[[ Input data, beginning ]]

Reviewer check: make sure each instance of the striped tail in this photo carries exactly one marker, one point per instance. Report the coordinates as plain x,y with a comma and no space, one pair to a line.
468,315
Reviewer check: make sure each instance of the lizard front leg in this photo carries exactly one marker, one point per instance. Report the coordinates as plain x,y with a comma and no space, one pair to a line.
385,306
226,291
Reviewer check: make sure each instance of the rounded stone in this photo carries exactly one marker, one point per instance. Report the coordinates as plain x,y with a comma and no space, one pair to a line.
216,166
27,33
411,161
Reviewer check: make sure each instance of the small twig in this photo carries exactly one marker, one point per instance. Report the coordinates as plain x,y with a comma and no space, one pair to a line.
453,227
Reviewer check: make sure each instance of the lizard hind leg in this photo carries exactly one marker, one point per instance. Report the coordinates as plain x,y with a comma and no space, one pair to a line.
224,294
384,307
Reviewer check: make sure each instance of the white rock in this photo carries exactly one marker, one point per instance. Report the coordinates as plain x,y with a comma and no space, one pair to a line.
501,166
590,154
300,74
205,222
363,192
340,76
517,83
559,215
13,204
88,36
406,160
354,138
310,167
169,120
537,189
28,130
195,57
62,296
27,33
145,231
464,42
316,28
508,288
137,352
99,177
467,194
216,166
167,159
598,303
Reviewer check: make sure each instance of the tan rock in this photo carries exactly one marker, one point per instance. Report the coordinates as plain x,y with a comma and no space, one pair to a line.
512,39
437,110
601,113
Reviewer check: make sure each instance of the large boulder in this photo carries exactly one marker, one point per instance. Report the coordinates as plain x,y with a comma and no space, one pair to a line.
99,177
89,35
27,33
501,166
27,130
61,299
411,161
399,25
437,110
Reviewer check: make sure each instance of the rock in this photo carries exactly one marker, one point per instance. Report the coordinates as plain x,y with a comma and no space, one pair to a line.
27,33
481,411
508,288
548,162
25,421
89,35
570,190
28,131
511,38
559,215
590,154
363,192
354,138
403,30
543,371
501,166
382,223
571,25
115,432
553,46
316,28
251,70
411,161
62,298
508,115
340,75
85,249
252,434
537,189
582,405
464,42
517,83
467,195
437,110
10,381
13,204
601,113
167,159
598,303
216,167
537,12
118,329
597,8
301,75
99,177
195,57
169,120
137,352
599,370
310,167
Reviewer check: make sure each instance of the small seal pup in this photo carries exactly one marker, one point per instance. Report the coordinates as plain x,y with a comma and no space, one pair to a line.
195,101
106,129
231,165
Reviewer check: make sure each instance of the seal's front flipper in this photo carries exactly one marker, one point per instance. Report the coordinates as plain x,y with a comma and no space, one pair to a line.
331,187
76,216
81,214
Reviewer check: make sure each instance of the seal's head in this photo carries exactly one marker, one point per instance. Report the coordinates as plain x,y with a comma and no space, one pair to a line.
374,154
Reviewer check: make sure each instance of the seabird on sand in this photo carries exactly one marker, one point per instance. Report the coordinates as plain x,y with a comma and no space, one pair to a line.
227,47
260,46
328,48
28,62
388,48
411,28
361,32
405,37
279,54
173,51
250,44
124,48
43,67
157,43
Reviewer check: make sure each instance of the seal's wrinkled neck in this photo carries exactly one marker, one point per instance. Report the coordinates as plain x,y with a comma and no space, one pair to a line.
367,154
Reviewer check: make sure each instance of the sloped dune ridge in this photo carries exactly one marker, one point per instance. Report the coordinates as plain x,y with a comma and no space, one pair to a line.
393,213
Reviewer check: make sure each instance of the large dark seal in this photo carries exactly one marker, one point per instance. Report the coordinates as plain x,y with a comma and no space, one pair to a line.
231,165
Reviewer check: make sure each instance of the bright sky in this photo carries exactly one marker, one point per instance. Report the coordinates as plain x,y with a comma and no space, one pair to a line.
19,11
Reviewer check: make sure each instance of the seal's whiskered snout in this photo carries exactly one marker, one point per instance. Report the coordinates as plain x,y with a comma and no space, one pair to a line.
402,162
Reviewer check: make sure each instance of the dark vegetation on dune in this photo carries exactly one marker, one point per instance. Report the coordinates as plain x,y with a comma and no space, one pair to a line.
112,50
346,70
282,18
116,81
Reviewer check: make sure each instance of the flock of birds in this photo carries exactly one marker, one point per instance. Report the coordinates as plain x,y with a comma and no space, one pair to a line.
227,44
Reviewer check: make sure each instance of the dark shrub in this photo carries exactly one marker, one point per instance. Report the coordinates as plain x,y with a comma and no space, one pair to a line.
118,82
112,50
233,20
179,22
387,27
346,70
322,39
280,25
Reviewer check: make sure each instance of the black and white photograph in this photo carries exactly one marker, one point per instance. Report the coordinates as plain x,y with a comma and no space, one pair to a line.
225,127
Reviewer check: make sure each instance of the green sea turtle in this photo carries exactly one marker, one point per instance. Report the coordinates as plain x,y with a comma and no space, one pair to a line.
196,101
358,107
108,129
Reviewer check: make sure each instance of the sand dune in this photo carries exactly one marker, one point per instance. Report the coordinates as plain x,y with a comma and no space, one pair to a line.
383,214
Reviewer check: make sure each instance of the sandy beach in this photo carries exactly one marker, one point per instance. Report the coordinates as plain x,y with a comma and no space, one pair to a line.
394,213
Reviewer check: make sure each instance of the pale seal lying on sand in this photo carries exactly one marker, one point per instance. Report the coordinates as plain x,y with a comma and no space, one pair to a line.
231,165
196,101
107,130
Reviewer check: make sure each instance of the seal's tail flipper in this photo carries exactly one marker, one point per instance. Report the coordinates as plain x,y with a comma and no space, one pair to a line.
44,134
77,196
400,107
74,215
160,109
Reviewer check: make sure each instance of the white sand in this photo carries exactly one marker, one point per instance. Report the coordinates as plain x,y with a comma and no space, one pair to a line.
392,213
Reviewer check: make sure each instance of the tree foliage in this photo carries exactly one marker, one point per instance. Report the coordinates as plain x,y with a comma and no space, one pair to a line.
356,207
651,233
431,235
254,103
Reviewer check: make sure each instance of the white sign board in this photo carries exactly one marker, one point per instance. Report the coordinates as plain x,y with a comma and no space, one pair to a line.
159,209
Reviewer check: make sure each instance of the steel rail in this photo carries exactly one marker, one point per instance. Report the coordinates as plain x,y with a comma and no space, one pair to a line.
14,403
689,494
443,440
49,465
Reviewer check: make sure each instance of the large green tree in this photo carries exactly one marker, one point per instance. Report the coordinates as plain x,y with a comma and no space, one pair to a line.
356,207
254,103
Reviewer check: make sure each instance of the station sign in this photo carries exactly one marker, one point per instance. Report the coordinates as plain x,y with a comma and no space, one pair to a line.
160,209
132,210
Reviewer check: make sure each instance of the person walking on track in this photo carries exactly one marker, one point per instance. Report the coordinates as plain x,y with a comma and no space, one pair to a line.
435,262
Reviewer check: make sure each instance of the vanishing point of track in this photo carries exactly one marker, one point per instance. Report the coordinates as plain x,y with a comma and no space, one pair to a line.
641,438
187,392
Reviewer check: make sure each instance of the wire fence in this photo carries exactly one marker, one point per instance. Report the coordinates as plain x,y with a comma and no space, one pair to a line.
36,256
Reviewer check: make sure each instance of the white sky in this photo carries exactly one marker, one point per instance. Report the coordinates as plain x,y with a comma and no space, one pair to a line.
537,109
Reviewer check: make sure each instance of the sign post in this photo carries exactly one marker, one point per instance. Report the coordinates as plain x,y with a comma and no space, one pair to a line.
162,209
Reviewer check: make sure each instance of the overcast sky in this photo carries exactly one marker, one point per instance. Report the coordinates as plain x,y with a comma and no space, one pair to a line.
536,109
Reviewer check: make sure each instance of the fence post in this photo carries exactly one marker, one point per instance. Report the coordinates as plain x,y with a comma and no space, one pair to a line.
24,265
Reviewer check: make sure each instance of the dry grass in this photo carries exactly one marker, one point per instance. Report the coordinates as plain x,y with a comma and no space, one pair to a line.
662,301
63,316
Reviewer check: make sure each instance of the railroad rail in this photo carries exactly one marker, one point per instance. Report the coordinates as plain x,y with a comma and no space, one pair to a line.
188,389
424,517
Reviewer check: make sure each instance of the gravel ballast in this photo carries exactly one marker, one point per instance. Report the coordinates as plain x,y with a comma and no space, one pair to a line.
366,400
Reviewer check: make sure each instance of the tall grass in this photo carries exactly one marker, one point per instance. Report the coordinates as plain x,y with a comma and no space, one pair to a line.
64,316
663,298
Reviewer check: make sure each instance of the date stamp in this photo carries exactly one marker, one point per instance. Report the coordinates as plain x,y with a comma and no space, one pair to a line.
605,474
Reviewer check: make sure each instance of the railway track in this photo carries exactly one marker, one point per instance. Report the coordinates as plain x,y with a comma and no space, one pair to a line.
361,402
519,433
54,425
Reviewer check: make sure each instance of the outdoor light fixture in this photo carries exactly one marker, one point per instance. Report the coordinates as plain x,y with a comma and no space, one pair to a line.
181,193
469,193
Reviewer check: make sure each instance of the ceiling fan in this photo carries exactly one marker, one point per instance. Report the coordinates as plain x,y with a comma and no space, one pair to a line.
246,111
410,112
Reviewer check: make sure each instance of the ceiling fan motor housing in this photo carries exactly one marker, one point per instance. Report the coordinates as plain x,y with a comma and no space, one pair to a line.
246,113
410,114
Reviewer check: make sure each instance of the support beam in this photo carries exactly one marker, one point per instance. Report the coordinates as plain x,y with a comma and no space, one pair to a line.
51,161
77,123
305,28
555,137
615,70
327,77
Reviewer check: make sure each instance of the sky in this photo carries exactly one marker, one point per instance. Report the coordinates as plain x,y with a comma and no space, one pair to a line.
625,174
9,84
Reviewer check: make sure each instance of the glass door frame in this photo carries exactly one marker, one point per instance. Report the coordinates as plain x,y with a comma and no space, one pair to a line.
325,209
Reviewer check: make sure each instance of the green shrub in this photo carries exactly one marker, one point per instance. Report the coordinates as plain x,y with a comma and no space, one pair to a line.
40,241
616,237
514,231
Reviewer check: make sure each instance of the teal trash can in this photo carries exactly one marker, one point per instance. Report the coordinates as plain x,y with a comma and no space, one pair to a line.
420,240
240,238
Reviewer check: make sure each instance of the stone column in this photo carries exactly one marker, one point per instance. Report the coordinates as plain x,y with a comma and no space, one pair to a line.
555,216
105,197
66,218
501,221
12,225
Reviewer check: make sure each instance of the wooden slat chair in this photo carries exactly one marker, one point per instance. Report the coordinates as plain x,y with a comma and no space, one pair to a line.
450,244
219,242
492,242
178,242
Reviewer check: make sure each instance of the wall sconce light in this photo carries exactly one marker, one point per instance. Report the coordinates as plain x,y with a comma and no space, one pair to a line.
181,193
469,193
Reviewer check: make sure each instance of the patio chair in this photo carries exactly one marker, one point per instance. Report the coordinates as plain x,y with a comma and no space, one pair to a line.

[[ Input data, end ]]

Exercise goal »
Every line from the one that contains "Reviewer check: make sure each instance of the glass" down to and including the last line of the records above must be set down exactly, with nothing else.

Result of the exercise »
Reviewer check: make sure each instance of the glass door frame in this photo carries exactly one marker, one point per instance. Report the coordinates as plain x,y with a comma and no space, one pair to a line.
325,209
Reviewer check: make sure each instance of the green shrub in this photo carries exactly one marker, one point per instance. Report the coordinates as plain x,y with a comma and no space, one pair to a line.
40,241
616,237
514,231
Reviewer check: make sure each instance of the teal trash can in this photo carries exactly one marker, one point per instance. Report the coordinates as plain x,y with a comma and no space, one pair to a line.
420,240
240,238
Reviewer check: make sure each instance of the stone column in this photo carries exactly one marker, one point per instance. Report the coordinates as plain x,y with a comma and no space, one pair to a line.
555,216
105,197
66,218
501,221
12,225
Reviewer check: make sure each instance of the wooden slat chair in this photo carries exactly one marker, one point per instance. Report the coordinates as plain x,y with a comma and no space, one pair to a line.
450,244
219,242
492,242
178,242
Reviewer check: make sure each instance of the wall sconce light in this photo carries exactly one marker, one point per instance. Report the coordinates as plain x,y with a comma and no space, one pair to a line.
181,193
469,193
Reviewer check: make sure each instance of the patio chair in this photo carries exactly one marker, one point per instance. Report the coordinates as plain x,y with a comma and no space, one pair to a line.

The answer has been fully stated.